Collecting Birthdays: Unveiling the Secrets of Extreme Human Longevity

When 117-year-old, Maria Branyas Morera died in August last year, she was the world’s oldest living person.

Born in San Francisco on 4 March 1907, Branyas lived her early years in the US before her family later returned to Spain, settling in Catalonia in 1915. Throughout her many decades, Branyas witnessed several world-changing events including two World Wars, the rise of modern technology, and the COVID-19 pandemic (she even made international headlines in 2020 when she contracted the virus, but remained asymptomatic and recovered relatively easily).

So, to what did Branyas owe her long and healthy life?

In an interview conducted by the Guinness organization’s website, Branyas attributed her longevity to “order, tranquility, good connection with family and friends, contact with nature, emotional stability, no worries, no regrets, lots of positivity and staying away from toxic people”.  
However, wondering whether something more biological might also be at work, University of Barcelona genetics professor Manel Esteller led a comprehensive, multiomics analysis of Branyas’ genomic, transcriptomic, metabolomic, proteomic, microbiomic and epigenomic landscapes in different tissues. This work amounts to some of the most complete research in a supercentenarian subject to date, providing rare and valuable insight into the biological signature of an extreme human lifespan. Several key findings are discussed below.

:: Entries supplied ::
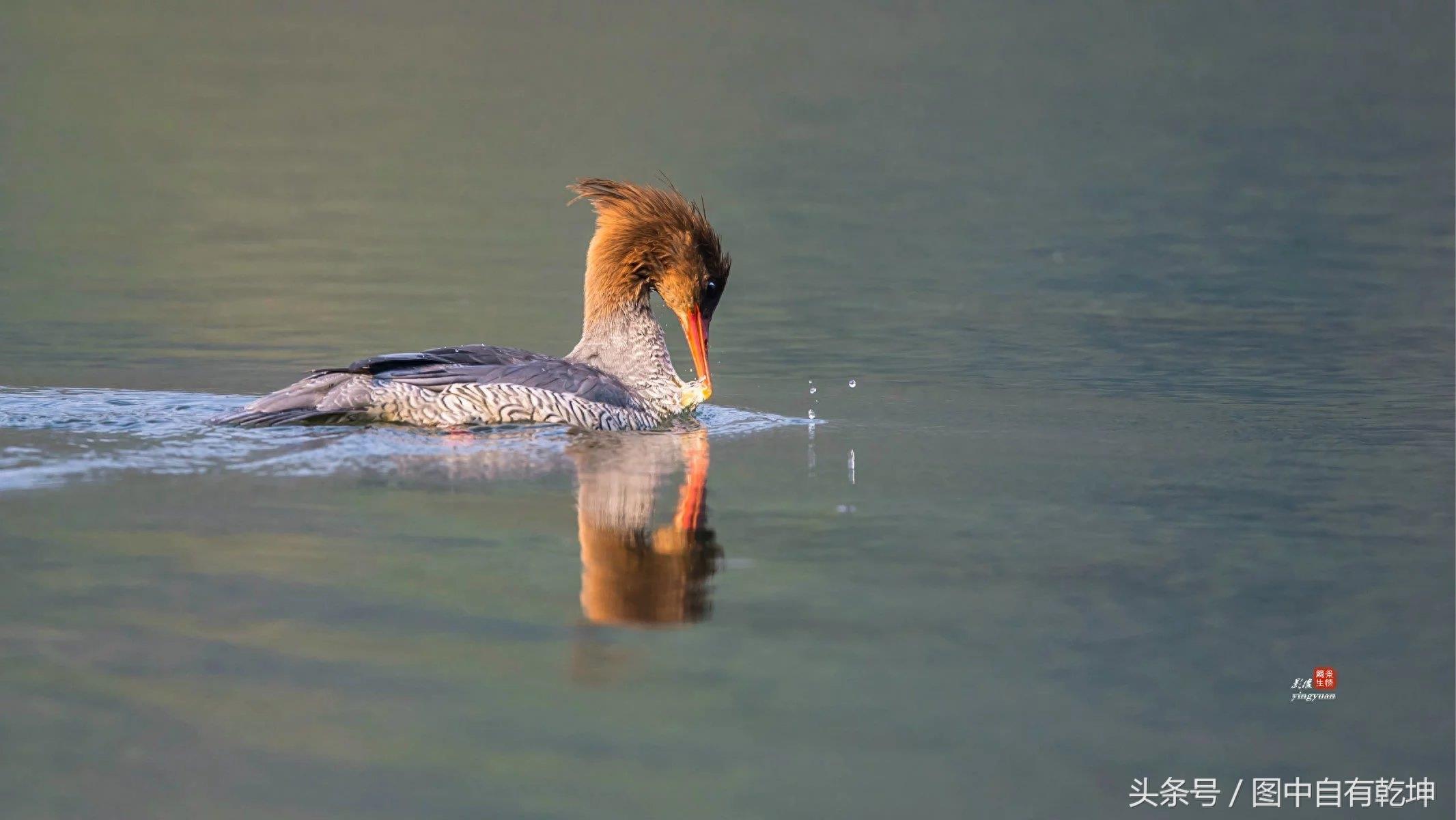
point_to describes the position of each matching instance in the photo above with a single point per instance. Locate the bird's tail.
(315, 400)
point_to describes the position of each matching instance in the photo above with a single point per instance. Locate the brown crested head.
(654, 239)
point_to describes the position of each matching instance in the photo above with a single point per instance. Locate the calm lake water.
(1149, 311)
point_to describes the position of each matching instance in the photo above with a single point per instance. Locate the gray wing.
(544, 373)
(343, 394)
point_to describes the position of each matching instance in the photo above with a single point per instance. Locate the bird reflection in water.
(638, 566)
(632, 570)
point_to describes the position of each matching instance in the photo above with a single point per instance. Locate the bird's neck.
(626, 341)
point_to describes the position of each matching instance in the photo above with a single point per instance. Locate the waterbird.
(619, 376)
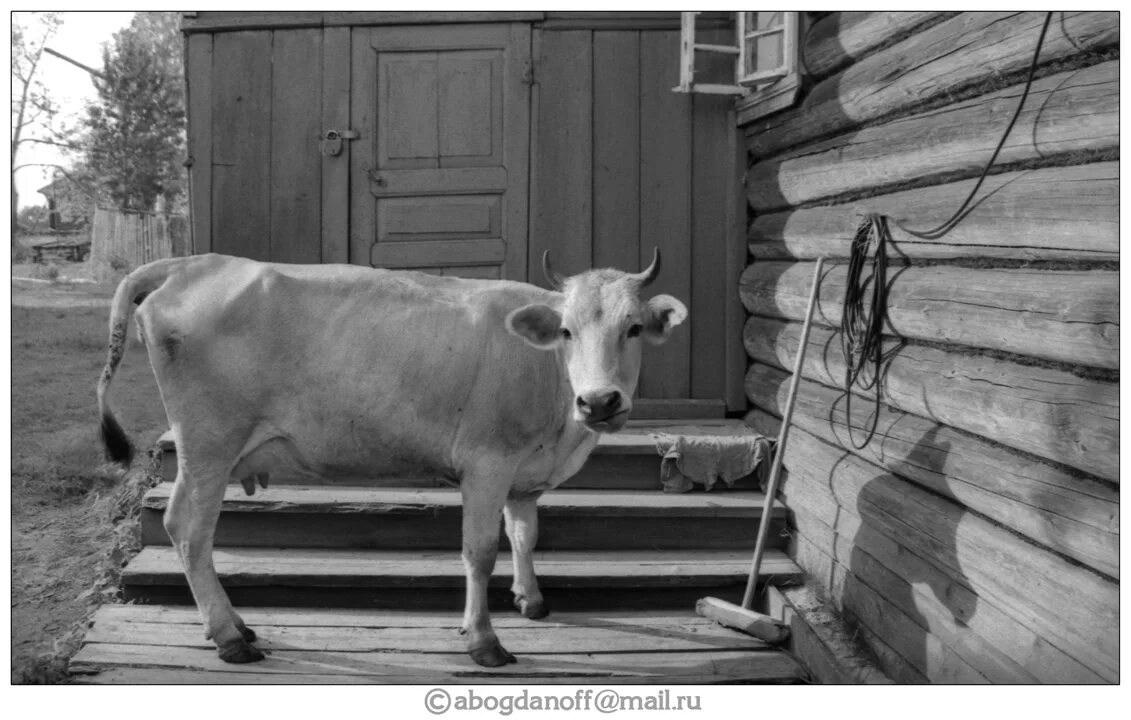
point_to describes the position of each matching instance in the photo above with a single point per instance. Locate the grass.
(68, 506)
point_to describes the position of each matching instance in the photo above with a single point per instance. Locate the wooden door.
(439, 174)
(622, 165)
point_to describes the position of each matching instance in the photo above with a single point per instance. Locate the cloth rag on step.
(705, 458)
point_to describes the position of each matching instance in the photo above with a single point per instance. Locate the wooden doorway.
(440, 172)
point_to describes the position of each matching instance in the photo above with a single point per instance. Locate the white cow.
(346, 371)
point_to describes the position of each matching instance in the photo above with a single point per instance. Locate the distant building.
(69, 207)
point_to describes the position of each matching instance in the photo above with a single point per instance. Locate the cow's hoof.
(531, 609)
(239, 652)
(492, 655)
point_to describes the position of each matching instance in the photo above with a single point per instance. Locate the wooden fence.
(123, 241)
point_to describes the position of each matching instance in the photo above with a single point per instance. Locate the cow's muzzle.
(604, 410)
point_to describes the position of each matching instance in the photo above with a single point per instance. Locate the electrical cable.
(862, 330)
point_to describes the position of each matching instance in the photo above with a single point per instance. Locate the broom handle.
(763, 527)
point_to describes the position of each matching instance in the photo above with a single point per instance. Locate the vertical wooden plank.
(296, 164)
(736, 253)
(665, 204)
(517, 153)
(241, 144)
(335, 216)
(711, 174)
(563, 202)
(616, 149)
(362, 150)
(199, 97)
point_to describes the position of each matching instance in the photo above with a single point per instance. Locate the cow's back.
(340, 370)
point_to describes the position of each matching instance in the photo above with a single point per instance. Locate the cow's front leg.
(521, 515)
(483, 501)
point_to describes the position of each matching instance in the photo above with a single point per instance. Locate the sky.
(80, 37)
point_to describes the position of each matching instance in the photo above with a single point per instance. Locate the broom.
(742, 617)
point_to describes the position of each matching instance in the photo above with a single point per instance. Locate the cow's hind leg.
(521, 514)
(484, 496)
(190, 520)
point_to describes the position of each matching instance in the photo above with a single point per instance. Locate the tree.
(32, 109)
(135, 141)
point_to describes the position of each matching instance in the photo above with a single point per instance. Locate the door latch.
(330, 144)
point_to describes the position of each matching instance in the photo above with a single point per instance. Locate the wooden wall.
(976, 537)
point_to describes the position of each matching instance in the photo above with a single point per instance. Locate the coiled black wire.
(862, 330)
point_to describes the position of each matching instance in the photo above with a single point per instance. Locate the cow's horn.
(555, 280)
(652, 271)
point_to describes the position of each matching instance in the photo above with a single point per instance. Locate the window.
(767, 76)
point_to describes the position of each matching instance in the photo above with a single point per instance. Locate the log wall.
(975, 537)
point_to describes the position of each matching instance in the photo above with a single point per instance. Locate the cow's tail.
(131, 291)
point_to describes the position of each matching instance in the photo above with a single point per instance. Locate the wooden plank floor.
(141, 644)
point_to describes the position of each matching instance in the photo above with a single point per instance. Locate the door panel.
(440, 172)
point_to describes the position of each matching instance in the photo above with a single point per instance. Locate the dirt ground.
(63, 496)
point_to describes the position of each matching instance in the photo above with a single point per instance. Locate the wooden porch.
(145, 644)
(352, 583)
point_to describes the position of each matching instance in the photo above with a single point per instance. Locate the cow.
(320, 371)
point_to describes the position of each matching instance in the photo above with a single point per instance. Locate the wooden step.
(624, 460)
(431, 580)
(144, 644)
(294, 515)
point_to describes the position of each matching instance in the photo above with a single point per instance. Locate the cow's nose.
(599, 405)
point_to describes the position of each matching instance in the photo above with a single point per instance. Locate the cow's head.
(598, 326)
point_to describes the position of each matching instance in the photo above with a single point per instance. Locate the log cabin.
(958, 520)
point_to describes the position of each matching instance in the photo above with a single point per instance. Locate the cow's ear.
(537, 324)
(661, 314)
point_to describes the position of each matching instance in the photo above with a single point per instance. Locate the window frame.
(779, 86)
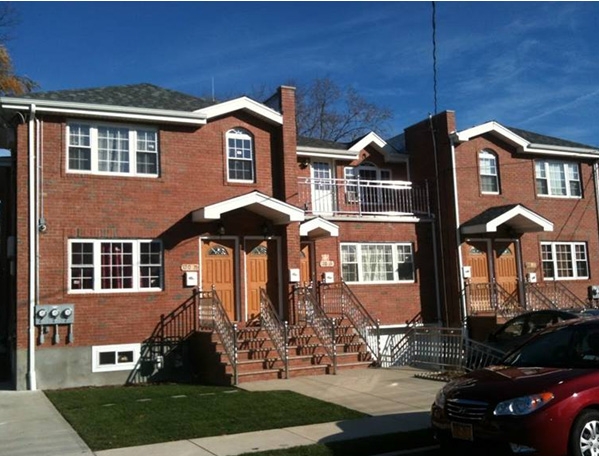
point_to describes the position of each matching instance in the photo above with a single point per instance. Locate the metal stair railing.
(557, 293)
(277, 330)
(491, 297)
(313, 315)
(337, 298)
(536, 299)
(213, 315)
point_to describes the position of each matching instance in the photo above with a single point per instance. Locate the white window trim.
(548, 179)
(572, 246)
(97, 267)
(241, 133)
(94, 149)
(98, 349)
(488, 155)
(395, 261)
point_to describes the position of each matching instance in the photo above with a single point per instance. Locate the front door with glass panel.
(322, 188)
(218, 271)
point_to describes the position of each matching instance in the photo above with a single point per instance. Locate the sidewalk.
(395, 400)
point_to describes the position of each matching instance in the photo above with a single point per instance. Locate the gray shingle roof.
(136, 95)
(537, 138)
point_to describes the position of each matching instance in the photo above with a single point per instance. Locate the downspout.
(457, 234)
(31, 375)
(596, 182)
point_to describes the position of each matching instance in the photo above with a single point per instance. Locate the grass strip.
(116, 417)
(366, 446)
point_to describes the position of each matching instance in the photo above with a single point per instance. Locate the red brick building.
(138, 217)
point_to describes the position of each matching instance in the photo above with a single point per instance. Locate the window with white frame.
(564, 260)
(97, 265)
(111, 149)
(557, 178)
(108, 358)
(377, 263)
(489, 175)
(240, 156)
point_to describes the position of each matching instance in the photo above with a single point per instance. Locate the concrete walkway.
(396, 401)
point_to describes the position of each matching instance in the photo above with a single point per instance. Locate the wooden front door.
(257, 274)
(218, 271)
(480, 297)
(506, 271)
(306, 270)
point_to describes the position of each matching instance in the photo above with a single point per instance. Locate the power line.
(434, 55)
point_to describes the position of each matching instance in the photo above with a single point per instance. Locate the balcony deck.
(363, 198)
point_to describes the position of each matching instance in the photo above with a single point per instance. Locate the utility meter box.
(191, 278)
(531, 277)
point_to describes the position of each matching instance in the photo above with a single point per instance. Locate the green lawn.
(379, 444)
(115, 417)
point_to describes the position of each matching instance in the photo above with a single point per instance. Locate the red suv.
(543, 398)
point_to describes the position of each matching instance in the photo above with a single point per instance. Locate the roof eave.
(103, 111)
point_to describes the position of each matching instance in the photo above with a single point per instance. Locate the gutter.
(33, 266)
(105, 111)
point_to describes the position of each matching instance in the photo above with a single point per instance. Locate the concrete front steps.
(257, 358)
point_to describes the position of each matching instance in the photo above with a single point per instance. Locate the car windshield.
(575, 346)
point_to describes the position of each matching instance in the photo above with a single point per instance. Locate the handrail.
(557, 293)
(360, 197)
(337, 298)
(491, 297)
(312, 314)
(210, 303)
(277, 330)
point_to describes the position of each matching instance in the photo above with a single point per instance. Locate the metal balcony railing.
(359, 197)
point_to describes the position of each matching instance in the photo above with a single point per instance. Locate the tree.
(10, 82)
(326, 111)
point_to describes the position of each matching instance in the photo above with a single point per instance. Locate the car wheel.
(584, 438)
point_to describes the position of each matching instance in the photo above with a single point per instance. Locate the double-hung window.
(377, 262)
(240, 156)
(489, 175)
(115, 265)
(557, 178)
(564, 260)
(111, 149)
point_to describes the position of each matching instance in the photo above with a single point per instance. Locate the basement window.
(109, 358)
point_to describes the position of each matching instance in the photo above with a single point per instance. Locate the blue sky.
(532, 65)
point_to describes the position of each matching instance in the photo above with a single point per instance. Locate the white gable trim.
(319, 228)
(242, 103)
(524, 220)
(520, 143)
(279, 212)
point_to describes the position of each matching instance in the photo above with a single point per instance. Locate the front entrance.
(220, 268)
(218, 271)
(490, 261)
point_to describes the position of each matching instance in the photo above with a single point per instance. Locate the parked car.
(542, 398)
(521, 328)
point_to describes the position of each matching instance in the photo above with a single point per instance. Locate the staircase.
(271, 349)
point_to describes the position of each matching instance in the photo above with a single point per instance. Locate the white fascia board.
(542, 149)
(104, 111)
(490, 127)
(322, 152)
(321, 224)
(242, 103)
(215, 211)
(389, 153)
(520, 210)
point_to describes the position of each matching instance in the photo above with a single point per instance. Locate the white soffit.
(279, 212)
(319, 228)
(519, 218)
(242, 103)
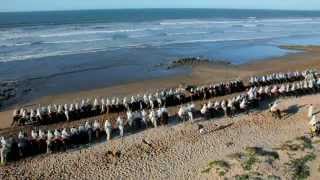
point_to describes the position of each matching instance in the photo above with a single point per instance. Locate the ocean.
(63, 51)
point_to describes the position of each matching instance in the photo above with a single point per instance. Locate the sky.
(43, 5)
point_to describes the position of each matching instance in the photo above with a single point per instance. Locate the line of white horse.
(62, 139)
(87, 108)
(172, 97)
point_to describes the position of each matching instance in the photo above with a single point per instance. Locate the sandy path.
(178, 152)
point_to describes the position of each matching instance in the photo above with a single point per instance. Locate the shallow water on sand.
(89, 49)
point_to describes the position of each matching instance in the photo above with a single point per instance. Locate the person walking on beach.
(310, 111)
(274, 109)
(120, 125)
(108, 129)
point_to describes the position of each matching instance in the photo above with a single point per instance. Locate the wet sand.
(201, 74)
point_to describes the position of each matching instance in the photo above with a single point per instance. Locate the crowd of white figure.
(40, 141)
(87, 108)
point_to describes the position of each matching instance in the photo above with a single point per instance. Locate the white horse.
(120, 125)
(108, 129)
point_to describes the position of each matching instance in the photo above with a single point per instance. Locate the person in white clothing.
(120, 125)
(310, 111)
(108, 129)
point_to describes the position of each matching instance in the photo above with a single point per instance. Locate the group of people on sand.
(87, 108)
(133, 120)
(278, 78)
(40, 141)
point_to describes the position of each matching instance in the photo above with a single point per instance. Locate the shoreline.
(182, 78)
(200, 74)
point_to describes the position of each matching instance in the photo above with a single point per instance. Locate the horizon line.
(150, 8)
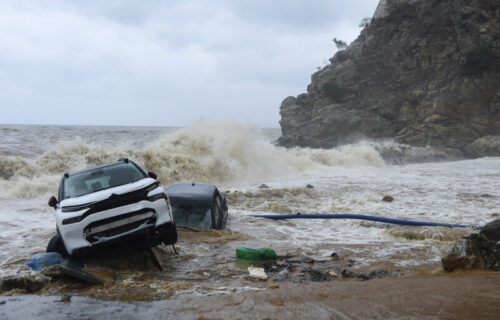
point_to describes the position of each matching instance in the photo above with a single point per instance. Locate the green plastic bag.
(262, 254)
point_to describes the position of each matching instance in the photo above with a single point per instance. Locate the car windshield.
(193, 216)
(101, 178)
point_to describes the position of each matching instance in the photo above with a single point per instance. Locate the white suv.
(108, 203)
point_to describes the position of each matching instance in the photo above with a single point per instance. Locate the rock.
(316, 275)
(65, 298)
(335, 256)
(332, 273)
(485, 146)
(425, 73)
(388, 199)
(492, 230)
(257, 273)
(476, 251)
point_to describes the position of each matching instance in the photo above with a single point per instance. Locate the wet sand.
(425, 295)
(205, 281)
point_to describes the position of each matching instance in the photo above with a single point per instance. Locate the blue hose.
(361, 217)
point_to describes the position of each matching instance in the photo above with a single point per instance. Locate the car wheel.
(56, 244)
(169, 234)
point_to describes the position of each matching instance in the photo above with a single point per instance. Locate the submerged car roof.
(191, 191)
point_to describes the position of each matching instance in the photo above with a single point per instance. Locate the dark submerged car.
(197, 205)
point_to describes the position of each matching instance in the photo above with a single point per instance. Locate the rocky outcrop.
(423, 72)
(477, 251)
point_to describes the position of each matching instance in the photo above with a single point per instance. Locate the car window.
(192, 215)
(101, 178)
(218, 209)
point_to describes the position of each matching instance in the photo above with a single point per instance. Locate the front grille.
(119, 224)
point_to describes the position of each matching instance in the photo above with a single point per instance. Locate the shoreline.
(424, 294)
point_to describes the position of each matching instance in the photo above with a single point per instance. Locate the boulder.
(423, 72)
(476, 251)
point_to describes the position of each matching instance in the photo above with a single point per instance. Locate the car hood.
(106, 193)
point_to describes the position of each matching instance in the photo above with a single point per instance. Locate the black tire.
(169, 233)
(56, 244)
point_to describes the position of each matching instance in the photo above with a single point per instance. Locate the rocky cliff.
(423, 72)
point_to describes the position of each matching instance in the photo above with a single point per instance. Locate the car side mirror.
(153, 175)
(53, 202)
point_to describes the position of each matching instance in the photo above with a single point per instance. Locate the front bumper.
(111, 225)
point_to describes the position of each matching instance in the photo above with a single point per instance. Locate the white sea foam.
(351, 179)
(225, 152)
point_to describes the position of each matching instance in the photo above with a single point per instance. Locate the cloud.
(163, 62)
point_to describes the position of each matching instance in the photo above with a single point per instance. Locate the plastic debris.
(257, 273)
(262, 254)
(43, 260)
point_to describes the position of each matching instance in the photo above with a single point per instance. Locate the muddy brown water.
(206, 281)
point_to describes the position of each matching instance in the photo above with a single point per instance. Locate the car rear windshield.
(101, 178)
(192, 215)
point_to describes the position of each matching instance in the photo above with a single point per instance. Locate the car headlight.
(76, 208)
(158, 196)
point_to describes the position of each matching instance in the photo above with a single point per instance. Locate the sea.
(257, 177)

:: Tasks to complete ::
A. List every kind of biological landscape named in the longevity article as part of Manel Esteller's multiomics analysis of Branyas.
B. According to the longevity article, in what year did Branyas's family settle in Catalonia?
C. Pick up the article on Maria Branyas Morera's longevity after its final sentence and continue it.
The material that comes after the article is separate from it.

:: Written responses ::
A. genomic, transcriptomic, metabolomic, proteomic, microbiomic, epigenomic

B. 1915

C.
Ticking telomeres

Esteller’s team first undertook High-Throughput Quantitative Fluorescence In Situ Hybridization (HT-Q-FISH) analysis to examine the length of Branyas’ telomeres (regions of repetitive DNA sequences that protect the ends of each of our chromosomes).

It has long been understood that telomeres erode and become damaged with age, so the discovery that Branyas’ telomeres were extremely short came as no surprise. However, since Branyas presented with overall good health status, Esteller’s team hypothesised that telomere attrition might simply behave as a ‘chromosomal clock’ for aging, rather than a predictor of age-linked disease.

It was even theorised that Branyas’ short telomeres might have limited the lifespan of any malignant cells in her body, potentially explaining why she was never diagnosed with cancer despite her advanced age. 

Good genetics?

Whole genome sequencing was also utilised to identify genomic variants that might impact genes associated with longevity and disease resistance.

The analysis revealed 7 variants in Branyas’ genome, affecting 16 protein-coding and 3 non-coding genes. Of note, variants were detected on DSCAML1, a gene associated with immune function and cognitive retention, and MAP43K, which has been linked to lifespan regulation in roundworm C. elegans, as well as autoimmune disease, aging, and cancer. Surprisingly, none of these variants were found in any of the control European populations.

Epigenetic analysis of the DNA methylation status of 3 different tissue types further indicated that Branyas’ supercentenarian cells functioned at a much younger ‘biological age’ than her real chronological age.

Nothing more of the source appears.